▶ _GOAL OF THE EXERCISE_: In the passage on programming personal supercomputers, rename "PCI Express bus" to "PCIe bus" and give the stretch from "Traditional programming tools" through "and software tools." again with that change.

From all these trends, it would be reasonable to assume that in the near future, we will be able to see new architectures which resemble all current architectures, such as many­core processors where each core has a CPU core and stream­processors as co­ processors. Such systems would provide tremendous computing power per processor that would cause major changes in the field of computing.

1.2 Programming tools for scientific computing on personal desktop systems

Traditionally, most scientific computing tasks have been done on clusters. However, with the advent of modern hardware that provide great level of parallelism, many small to medium­sized tasks can now be run on a single high­end desktop computer in reasonable time. Such systems are called “personal supercomputers”. Although they have variable configurations, most today employ multicore CPUs with multiple GPUs. An example is the Fastra II desktop supercomputer [3] at University of Antwep, Belgium, which can achieve 12 Tflops computing power. The FASTRA II contains six NVIDIA GTX295 dual­GPU cards, and one GTX275 single­GPU card with a total cost of less than six thousands euros. The real processing speed of this system can equal that of a cluster with thousands of CPU cores.

Although these systems are more cost­effective, consume less power and provide greater convenience for their users, they pose serious problems for software developers.

Traditional programming tools and algorithms for cluster computing are not appropriate for exploiting the full potential of multi­core CPUs and GPUs. There are many kinds of interaction between components in such heterogeneous systems. The

link between the CPU and the GPUs is through the PCI Express bus. The GPU has to go through the CPU to access system memory. The inside of the multicore CPU is a SMP system. As each GPU has separate graphics memory, the relationship between GPUs is like in a distributed­memory system. As these systems are in early stages of development, programming tools do not provide all the functionalities programmers need and many tasks still need to be done manually. Algorithms also need to be adapted to the limitations of current hardware and software tools.

Data items
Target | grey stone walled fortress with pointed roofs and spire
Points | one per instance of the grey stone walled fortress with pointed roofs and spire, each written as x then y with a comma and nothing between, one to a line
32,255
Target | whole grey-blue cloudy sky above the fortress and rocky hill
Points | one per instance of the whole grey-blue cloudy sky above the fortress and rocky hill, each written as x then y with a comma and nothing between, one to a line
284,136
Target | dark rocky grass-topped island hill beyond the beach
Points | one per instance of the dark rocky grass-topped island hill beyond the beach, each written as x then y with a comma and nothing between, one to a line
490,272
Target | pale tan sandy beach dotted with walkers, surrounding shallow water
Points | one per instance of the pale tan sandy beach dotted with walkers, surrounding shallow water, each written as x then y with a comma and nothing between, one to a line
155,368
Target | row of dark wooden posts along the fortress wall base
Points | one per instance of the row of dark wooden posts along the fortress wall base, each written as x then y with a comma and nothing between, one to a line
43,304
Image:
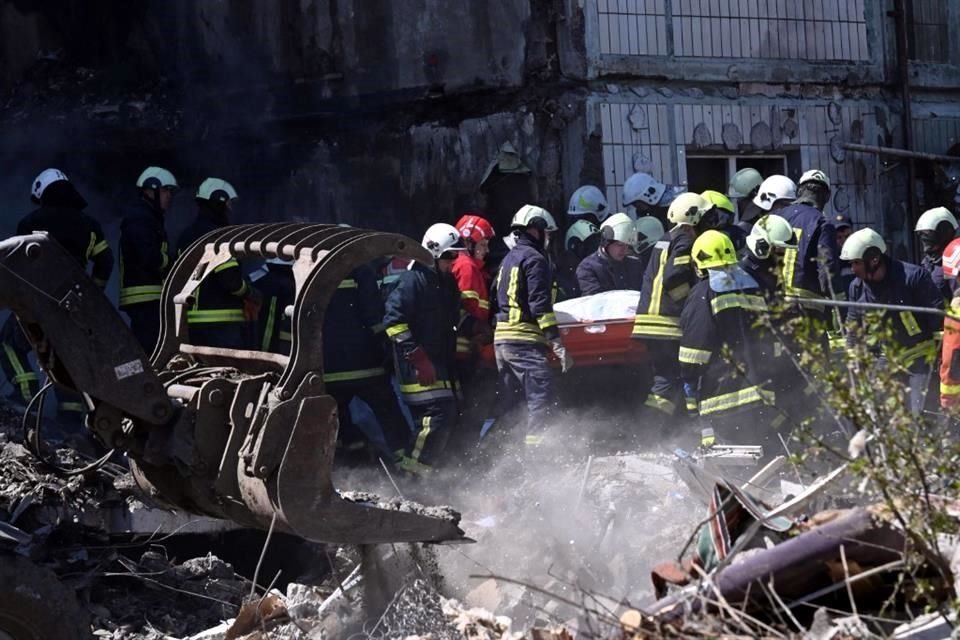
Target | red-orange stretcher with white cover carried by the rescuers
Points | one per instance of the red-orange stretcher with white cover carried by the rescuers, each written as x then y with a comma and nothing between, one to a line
596,330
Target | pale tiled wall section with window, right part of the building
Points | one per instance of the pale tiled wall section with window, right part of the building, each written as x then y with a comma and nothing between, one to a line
778,79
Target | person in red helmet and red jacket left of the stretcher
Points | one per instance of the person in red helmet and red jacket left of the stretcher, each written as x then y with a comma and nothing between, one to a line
474,330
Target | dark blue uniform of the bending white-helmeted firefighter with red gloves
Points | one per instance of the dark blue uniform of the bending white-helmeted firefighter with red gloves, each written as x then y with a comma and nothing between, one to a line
422,311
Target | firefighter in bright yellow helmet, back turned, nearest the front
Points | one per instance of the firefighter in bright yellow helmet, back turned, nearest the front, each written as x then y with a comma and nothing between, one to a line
722,364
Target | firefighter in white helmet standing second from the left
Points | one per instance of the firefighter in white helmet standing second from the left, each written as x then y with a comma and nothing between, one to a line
145,255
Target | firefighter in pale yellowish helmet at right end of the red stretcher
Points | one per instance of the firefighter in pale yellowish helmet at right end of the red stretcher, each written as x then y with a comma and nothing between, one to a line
666,283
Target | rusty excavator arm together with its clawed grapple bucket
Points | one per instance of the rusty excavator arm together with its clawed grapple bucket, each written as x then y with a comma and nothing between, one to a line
243,435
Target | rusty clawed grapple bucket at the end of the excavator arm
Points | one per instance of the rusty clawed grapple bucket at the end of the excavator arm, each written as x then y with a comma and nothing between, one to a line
266,455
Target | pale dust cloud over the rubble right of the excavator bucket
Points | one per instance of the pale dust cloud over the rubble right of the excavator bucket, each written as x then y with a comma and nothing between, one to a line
590,511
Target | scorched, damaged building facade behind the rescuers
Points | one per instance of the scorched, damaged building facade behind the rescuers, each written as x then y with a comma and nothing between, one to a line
341,111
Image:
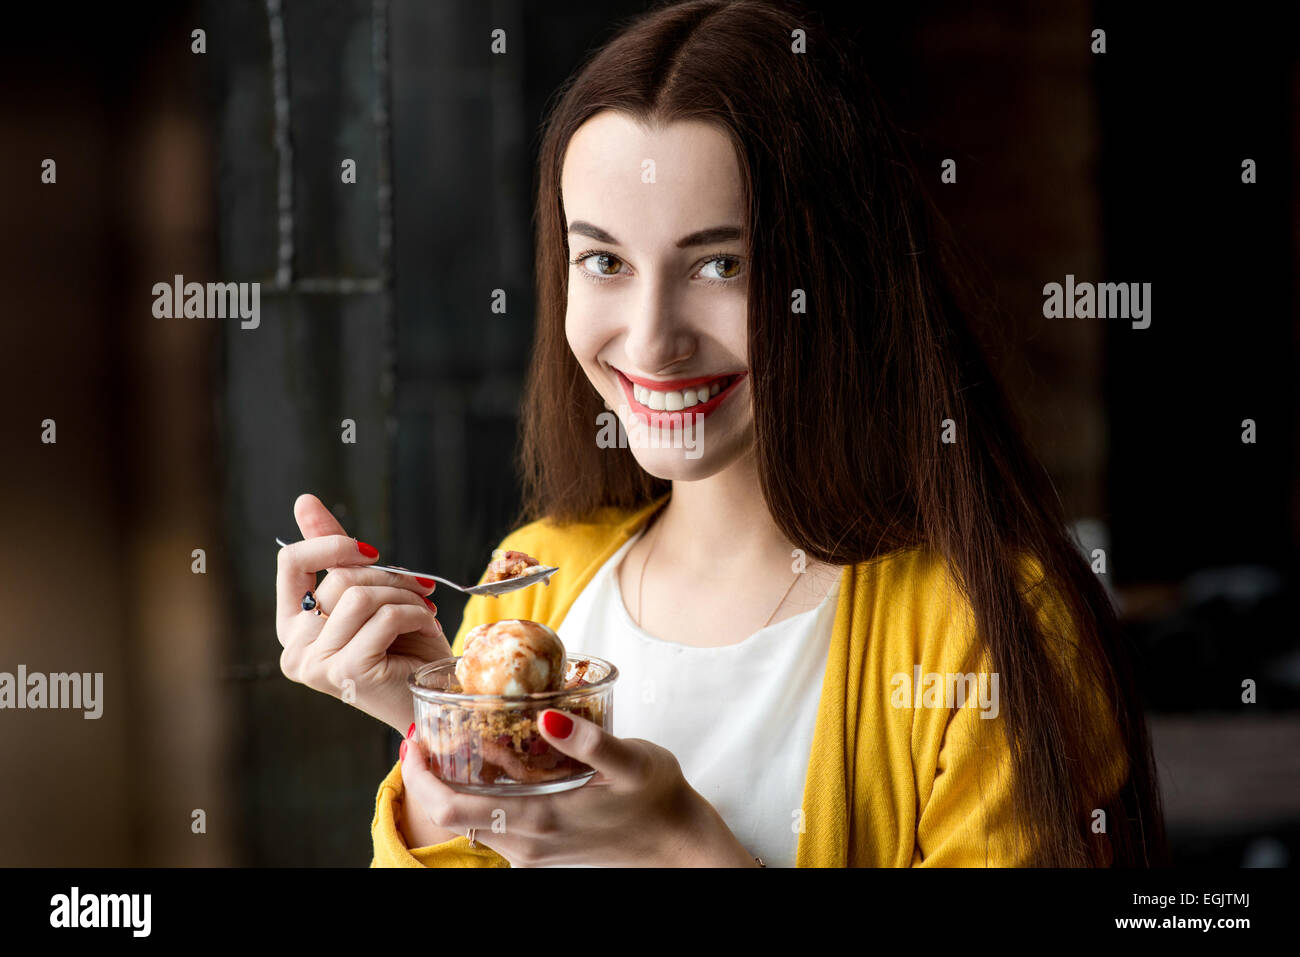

▶ _FINISHED TASK_:
Traditional programming tools and algorithms for cluster computing are not appropriate for exploiting the full potential of multi­core CPUs and GPUs. There are many kinds of interaction between components in such heterogeneous systems. The

link between the CPU and the GPUs is through the PCIe bus. The GPU has to go through the CPU to access system memory. The inside of the multicore CPU is a SMP system. As each GPU has separate graphics memory, the relationship between GPUs is like in a distributed­memory system. As these systems are in early stages of development, programming tools do not provide all the functionalities programmers need and many tasks still need to be done manually. Algorithms also need to be adapted to the limitations of current hardware and software tools.